→ **Instructions**:
(A) In the Crisol review, which studio developed the game and which company published it?
(B) Reproduce the stretch of the Crisol review from "On paper, it" through "from getting there.", word for word.
(C) Using the Crisol review, explain why the game does not become the standout AA release it had every reason to be.

Crisol Theater of Idols Review — A Horror Game That Almost Gets It Right

Is this Spanish indie the warm-up act we needed before Resident Evil Requiem?

There’s something genuinely intriguing about Crisol: Theater of Idols. Developed by Spanish studio Vermilla and published by Blumhouse Games, it wears its Resident Evil influence openly — and for the most part, pulls it off.

The mechanics are solid, the atmosphere has real potential, and the setting is unlike anything you’ve seen in the genre.

On paper, it had every reason to be a standout AA release. In practice, a handful of persistent design flaws and some genuinely annoying bugs prevent it from getting there.

Somewhere around the midpoint, the survival horror tension largely evaporates. What replaces it feels closer to BioShock — except without that game’s narrative confidence or forward momentum. What’s left is a stylish, moderately original action game that sits somewhere between a shooter and a survival experience.

That’s not a catastrophic outcome, but it is a different destination than the one the trailers advertised. If you go in with the right expectations, there’s a solid game here. Just not the one you might have been hoping for.

A Story That Earns Its Twists

On the surface, the premise reads like a B-movie checklist. Retired soldier Gabriel Escudero hears the voice of a god named Sol and travels to the island of Tormentosa — set in an alternate version of Spain — to prevent an ancient destroyer from awakening inside a local cathedral.

A god of fire squared off against a lord of the sea. Cultist factions on both sides. It’s familiar territory, and the game knows it.

→ **Entries**:
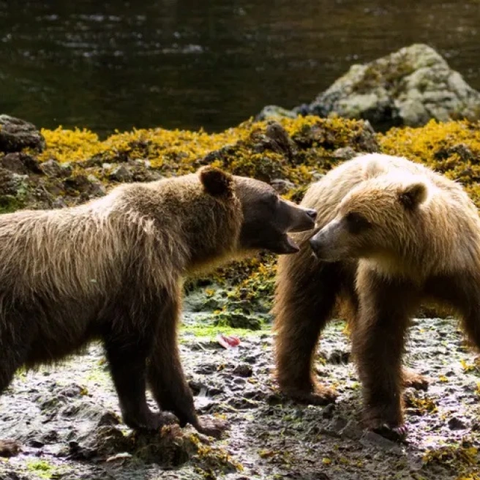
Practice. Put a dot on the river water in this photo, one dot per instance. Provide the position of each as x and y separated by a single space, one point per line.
190 63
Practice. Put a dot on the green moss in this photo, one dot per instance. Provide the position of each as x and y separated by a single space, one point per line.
210 332
10 203
42 469
451 148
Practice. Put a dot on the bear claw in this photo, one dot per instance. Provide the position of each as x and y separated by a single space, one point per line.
395 434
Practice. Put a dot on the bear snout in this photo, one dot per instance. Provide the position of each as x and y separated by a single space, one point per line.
311 213
316 246
304 219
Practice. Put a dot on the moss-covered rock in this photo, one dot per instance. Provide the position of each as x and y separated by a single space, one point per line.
289 153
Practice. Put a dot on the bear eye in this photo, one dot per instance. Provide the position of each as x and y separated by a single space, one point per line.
356 222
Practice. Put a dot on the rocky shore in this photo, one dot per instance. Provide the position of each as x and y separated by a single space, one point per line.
67 417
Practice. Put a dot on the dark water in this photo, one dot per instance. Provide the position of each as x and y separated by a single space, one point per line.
213 63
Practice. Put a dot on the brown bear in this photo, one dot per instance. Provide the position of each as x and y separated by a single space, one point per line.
112 270
390 234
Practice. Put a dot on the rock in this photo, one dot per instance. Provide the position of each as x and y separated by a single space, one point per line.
408 87
16 134
243 370
20 163
120 174
237 319
456 423
352 430
84 186
274 112
338 357
345 153
13 188
52 168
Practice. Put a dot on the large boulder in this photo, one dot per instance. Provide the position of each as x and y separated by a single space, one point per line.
408 87
16 134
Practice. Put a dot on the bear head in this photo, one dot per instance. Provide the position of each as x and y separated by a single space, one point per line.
381 217
267 218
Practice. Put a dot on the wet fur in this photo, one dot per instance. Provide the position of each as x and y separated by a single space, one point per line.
437 259
112 270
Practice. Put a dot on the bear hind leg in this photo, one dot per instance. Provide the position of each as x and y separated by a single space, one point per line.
127 361
378 346
14 346
167 380
305 298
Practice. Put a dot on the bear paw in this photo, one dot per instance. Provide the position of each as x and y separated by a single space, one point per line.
395 434
150 422
9 448
213 427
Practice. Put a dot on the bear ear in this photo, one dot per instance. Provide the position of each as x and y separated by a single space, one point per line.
413 195
216 182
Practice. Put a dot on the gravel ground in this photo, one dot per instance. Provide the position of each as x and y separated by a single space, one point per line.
67 417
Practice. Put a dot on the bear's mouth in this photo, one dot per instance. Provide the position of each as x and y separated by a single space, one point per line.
288 245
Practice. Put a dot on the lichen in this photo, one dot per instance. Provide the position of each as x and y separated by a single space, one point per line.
451 148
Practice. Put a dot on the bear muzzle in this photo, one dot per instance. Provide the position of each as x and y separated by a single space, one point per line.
303 219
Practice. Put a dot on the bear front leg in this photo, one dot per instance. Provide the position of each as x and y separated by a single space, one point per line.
166 378
378 345
127 359
305 296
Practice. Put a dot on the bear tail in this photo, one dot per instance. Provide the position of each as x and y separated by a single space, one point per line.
216 182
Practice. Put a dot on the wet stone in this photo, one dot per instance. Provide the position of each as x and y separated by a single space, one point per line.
456 423
243 370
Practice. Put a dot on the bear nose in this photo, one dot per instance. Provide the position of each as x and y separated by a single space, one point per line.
315 245
311 213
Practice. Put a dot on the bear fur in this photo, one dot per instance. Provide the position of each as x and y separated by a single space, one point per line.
112 270
390 235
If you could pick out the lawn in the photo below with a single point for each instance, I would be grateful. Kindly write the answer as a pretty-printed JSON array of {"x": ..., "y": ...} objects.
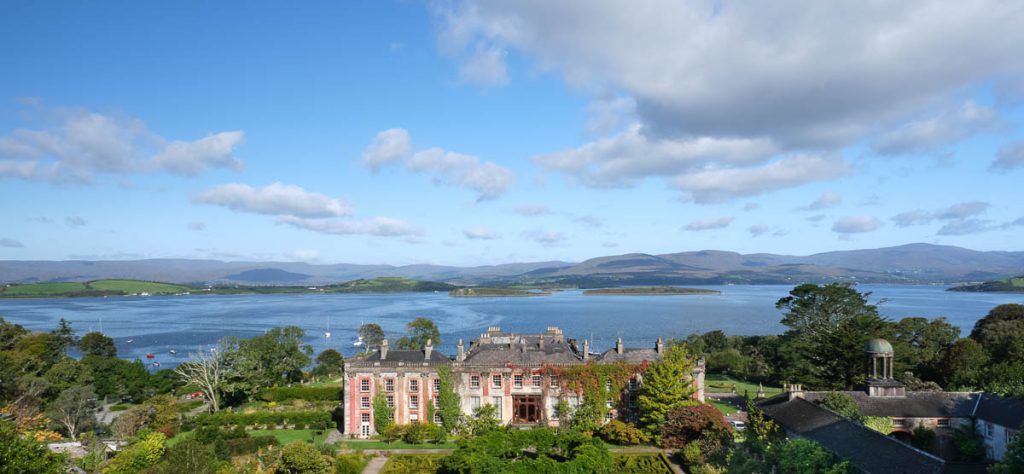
[
  {"x": 375, "y": 444},
  {"x": 726, "y": 408},
  {"x": 717, "y": 383},
  {"x": 54, "y": 289},
  {"x": 135, "y": 286}
]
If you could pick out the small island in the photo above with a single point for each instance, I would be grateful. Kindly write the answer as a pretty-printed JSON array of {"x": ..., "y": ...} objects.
[
  {"x": 494, "y": 292},
  {"x": 1014, "y": 285},
  {"x": 657, "y": 291}
]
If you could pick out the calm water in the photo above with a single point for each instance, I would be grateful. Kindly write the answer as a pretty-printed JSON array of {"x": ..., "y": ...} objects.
[{"x": 188, "y": 322}]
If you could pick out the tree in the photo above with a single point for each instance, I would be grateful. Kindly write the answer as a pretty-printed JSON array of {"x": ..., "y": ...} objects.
[
  {"x": 205, "y": 372},
  {"x": 828, "y": 326},
  {"x": 20, "y": 455},
  {"x": 330, "y": 363},
  {"x": 373, "y": 336},
  {"x": 299, "y": 457},
  {"x": 667, "y": 386},
  {"x": 801, "y": 456},
  {"x": 448, "y": 401},
  {"x": 844, "y": 405},
  {"x": 97, "y": 344},
  {"x": 75, "y": 410},
  {"x": 689, "y": 423},
  {"x": 272, "y": 358},
  {"x": 383, "y": 415},
  {"x": 999, "y": 332},
  {"x": 920, "y": 343},
  {"x": 1013, "y": 460},
  {"x": 420, "y": 331},
  {"x": 961, "y": 363}
]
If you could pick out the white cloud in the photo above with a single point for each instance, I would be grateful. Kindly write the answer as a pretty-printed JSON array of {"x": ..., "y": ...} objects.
[
  {"x": 388, "y": 146},
  {"x": 856, "y": 224},
  {"x": 826, "y": 200},
  {"x": 713, "y": 185},
  {"x": 958, "y": 211},
  {"x": 304, "y": 255},
  {"x": 709, "y": 224},
  {"x": 821, "y": 74},
  {"x": 193, "y": 158},
  {"x": 926, "y": 135},
  {"x": 484, "y": 67},
  {"x": 1011, "y": 156},
  {"x": 274, "y": 199},
  {"x": 632, "y": 155},
  {"x": 480, "y": 233},
  {"x": 486, "y": 178},
  {"x": 77, "y": 144},
  {"x": 379, "y": 226},
  {"x": 547, "y": 239},
  {"x": 10, "y": 243},
  {"x": 967, "y": 226},
  {"x": 532, "y": 210}
]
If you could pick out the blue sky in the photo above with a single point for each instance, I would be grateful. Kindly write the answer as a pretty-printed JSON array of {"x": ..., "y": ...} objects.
[{"x": 481, "y": 132}]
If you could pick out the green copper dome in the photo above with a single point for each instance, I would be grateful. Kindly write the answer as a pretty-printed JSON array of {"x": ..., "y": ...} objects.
[{"x": 879, "y": 346}]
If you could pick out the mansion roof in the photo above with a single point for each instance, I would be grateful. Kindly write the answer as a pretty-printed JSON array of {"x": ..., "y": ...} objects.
[
  {"x": 867, "y": 449},
  {"x": 913, "y": 404}
]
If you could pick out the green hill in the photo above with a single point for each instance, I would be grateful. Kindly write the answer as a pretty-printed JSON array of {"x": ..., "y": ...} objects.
[
  {"x": 1014, "y": 285},
  {"x": 94, "y": 288}
]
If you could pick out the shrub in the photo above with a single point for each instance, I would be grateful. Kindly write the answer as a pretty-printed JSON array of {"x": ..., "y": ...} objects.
[
  {"x": 617, "y": 432},
  {"x": 279, "y": 394},
  {"x": 416, "y": 433},
  {"x": 298, "y": 457}
]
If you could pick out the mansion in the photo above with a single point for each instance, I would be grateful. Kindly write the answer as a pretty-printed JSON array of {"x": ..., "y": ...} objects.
[{"x": 515, "y": 373}]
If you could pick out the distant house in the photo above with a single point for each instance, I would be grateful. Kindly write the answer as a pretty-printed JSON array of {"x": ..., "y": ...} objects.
[
  {"x": 515, "y": 373},
  {"x": 800, "y": 414}
]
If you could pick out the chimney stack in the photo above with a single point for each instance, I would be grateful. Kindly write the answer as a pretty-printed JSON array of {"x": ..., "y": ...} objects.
[{"x": 796, "y": 391}]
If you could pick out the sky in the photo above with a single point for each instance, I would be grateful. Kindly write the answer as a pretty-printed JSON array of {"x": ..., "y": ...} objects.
[{"x": 485, "y": 132}]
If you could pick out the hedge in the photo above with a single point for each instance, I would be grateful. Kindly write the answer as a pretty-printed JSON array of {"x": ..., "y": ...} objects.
[
  {"x": 301, "y": 393},
  {"x": 299, "y": 420}
]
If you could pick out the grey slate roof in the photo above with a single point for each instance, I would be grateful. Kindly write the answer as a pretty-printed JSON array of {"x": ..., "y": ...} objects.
[
  {"x": 914, "y": 404},
  {"x": 523, "y": 350},
  {"x": 1005, "y": 412},
  {"x": 868, "y": 450},
  {"x": 411, "y": 357},
  {"x": 635, "y": 355}
]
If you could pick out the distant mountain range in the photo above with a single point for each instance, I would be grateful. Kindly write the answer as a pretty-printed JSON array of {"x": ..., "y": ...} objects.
[{"x": 919, "y": 263}]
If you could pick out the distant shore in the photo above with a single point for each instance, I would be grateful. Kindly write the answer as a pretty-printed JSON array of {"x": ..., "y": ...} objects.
[{"x": 648, "y": 291}]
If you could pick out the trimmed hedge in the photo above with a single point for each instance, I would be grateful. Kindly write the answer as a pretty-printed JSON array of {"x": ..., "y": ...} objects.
[
  {"x": 299, "y": 420},
  {"x": 280, "y": 394}
]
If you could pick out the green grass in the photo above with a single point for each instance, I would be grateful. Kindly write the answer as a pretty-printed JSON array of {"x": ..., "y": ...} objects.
[
  {"x": 287, "y": 436},
  {"x": 726, "y": 408},
  {"x": 54, "y": 289},
  {"x": 374, "y": 444},
  {"x": 135, "y": 286},
  {"x": 413, "y": 464},
  {"x": 717, "y": 383}
]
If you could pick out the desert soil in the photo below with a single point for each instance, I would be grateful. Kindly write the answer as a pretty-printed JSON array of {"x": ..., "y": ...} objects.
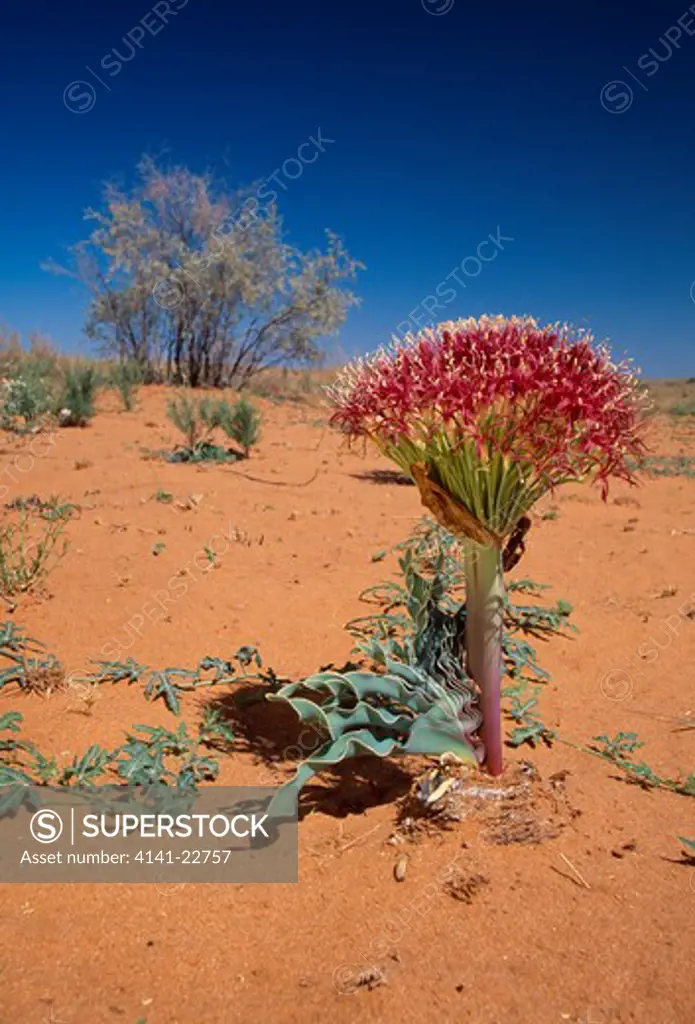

→ **Solutions in order**:
(A) The Spanish studio Vermilla developed it, and Blumhouse Games published it.

(B)
On paper, it had every reason to be a standout AA release. In practice, a handful of persistent design flaws and some genuinely annoying bugs prevent it from getting there.

(C) A handful of persistent design flaws and some genuinely annoying bugs keep it from getting there. The survival horror tension also largely evaporates around the midpoint, and what replaces it feels closer to BioShock without that game's narrative confidence or forward momentum.